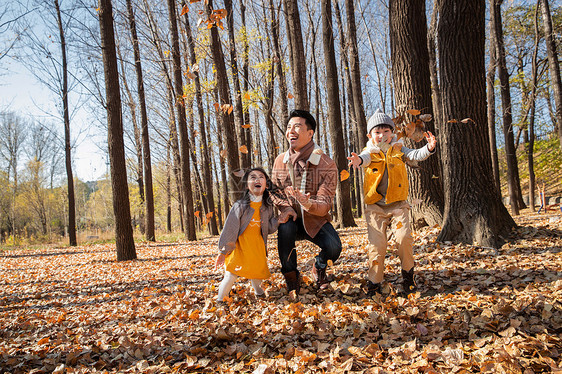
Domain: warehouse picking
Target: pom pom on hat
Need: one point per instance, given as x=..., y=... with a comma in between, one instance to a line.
x=379, y=118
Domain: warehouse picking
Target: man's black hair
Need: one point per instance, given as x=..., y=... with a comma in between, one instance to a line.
x=309, y=118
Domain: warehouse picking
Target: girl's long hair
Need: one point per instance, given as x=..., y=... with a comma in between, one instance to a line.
x=269, y=188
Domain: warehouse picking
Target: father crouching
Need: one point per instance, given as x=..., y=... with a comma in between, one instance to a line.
x=306, y=178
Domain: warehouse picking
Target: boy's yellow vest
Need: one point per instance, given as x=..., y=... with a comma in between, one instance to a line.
x=397, y=177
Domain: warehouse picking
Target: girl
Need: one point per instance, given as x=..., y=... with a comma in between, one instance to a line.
x=242, y=244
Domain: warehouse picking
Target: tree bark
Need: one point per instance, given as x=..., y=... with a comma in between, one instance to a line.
x=207, y=177
x=510, y=152
x=531, y=144
x=124, y=242
x=224, y=98
x=67, y=147
x=554, y=65
x=283, y=93
x=355, y=70
x=147, y=163
x=298, y=67
x=491, y=98
x=182, y=125
x=412, y=82
x=238, y=107
x=474, y=212
x=344, y=212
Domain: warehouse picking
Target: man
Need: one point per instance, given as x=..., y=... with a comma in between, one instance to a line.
x=307, y=179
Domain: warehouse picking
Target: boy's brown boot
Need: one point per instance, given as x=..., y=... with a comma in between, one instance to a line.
x=408, y=282
x=293, y=281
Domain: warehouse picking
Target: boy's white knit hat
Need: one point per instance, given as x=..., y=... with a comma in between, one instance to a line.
x=379, y=118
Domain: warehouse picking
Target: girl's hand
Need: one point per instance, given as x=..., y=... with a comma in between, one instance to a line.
x=431, y=140
x=219, y=261
x=354, y=160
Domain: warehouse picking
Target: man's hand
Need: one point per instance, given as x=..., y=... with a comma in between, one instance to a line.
x=302, y=198
x=286, y=214
x=431, y=140
x=354, y=160
x=219, y=261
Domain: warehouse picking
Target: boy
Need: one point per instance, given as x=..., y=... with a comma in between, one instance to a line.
x=386, y=190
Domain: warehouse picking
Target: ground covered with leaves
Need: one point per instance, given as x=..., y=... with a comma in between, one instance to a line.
x=77, y=310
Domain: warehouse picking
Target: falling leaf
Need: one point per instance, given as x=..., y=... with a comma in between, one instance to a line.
x=426, y=117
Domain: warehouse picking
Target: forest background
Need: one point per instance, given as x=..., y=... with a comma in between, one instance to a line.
x=242, y=66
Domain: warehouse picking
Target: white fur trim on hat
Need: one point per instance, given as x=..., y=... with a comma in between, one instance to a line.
x=379, y=118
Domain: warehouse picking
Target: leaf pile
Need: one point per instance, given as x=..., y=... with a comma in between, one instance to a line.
x=77, y=310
● ● ● ● ●
Transcribe all of the data above line for line, without changing anything, and leave the picture out.

Domain: warehouse picking
Target: pom pom on hat
Need: one point per instance, given as x=..., y=... with a comma in between, one instance to a line.
x=379, y=118
Domain: warehouse picking
Target: man's black hair
Need: one point per instance, given as x=..., y=... with a comma in between, one instance to a line.
x=309, y=118
Domain: warehouse picking
Target: girl's long hair
Need: one point per instance, given as x=..., y=... with a comma in between, one instance to a line.
x=269, y=188
Domain: warehouse picking
Target: father crouching
Need: one point per instance, given as x=..., y=... with a comma in between, one instance to a line.
x=306, y=178
Domain: warehouse picking
Target: boy's yellow vest
Need: one point per instance, given as x=..., y=... with a comma in between, one instance to a line.
x=397, y=177
Domain: warehouse picking
Target: girl
Need: one point per instance, given as x=..., y=... with a comma in between, one instance to a line.
x=242, y=244
Domain: warehouse picking
Target: tree bark
Need: one point per instance, given as x=..., y=... with a comma in between, one instance to a line.
x=207, y=177
x=510, y=152
x=531, y=144
x=124, y=242
x=224, y=98
x=67, y=147
x=554, y=65
x=283, y=93
x=355, y=70
x=147, y=163
x=298, y=67
x=491, y=98
x=182, y=125
x=412, y=82
x=238, y=107
x=474, y=212
x=344, y=212
Domain: warehouse picking
Target: man
Need: one point per instance, given as x=..., y=... with a comma in between, one instance to a line.
x=307, y=179
Domain: warehouse picking
Target: boy's brown boot
Need: one point per instance, given as x=..., y=... with a comma in between, one instance to a line.
x=408, y=282
x=293, y=281
Domain: warehouse picking
Target: boy's white knit hat
Need: one point per instance, given as x=..., y=... with a comma in between, one instance to a line.
x=379, y=118
Domain: warehouse picking
Target: girl's hand
Need: one point per instance, given as x=..., y=... with a comma in between, one instance to a line.
x=431, y=140
x=219, y=261
x=354, y=160
Domain: warehouse picking
Target: man's hand
Need: one point per instance, given as x=..., y=... with a comma in between, one instance to a line.
x=302, y=198
x=286, y=214
x=431, y=140
x=354, y=160
x=219, y=261
Domain: warehouse picking
Target: boy
Need: one point per instance, given as x=..., y=... with a comma in between, one instance to a line.
x=386, y=190
Domain: warehouse picking
Target: ground covered with leaves
Need: one point per instance, given as x=..., y=... with a comma in between, one instance to a line.
x=77, y=310
Domain: warehouse picking
Target: falling leaf
Need: one point per instance, given as x=..., y=... with a comma in between, one instance to a line.
x=426, y=117
Domain: warehouse picking
Target: forest background
Need: one point per instance, given as x=..., y=... with a comma in between, one instance to a line.
x=242, y=66
Domain: warehouse picking
Target: white fur trim on hat
Need: one point per instance, given as x=..., y=... with a comma in between, one instance to a line.
x=379, y=118
Domain: warehouse picking
Target: leaf pile
Need: one point per instance, given as x=..., y=... with a comma in between, one instance to a line.
x=77, y=310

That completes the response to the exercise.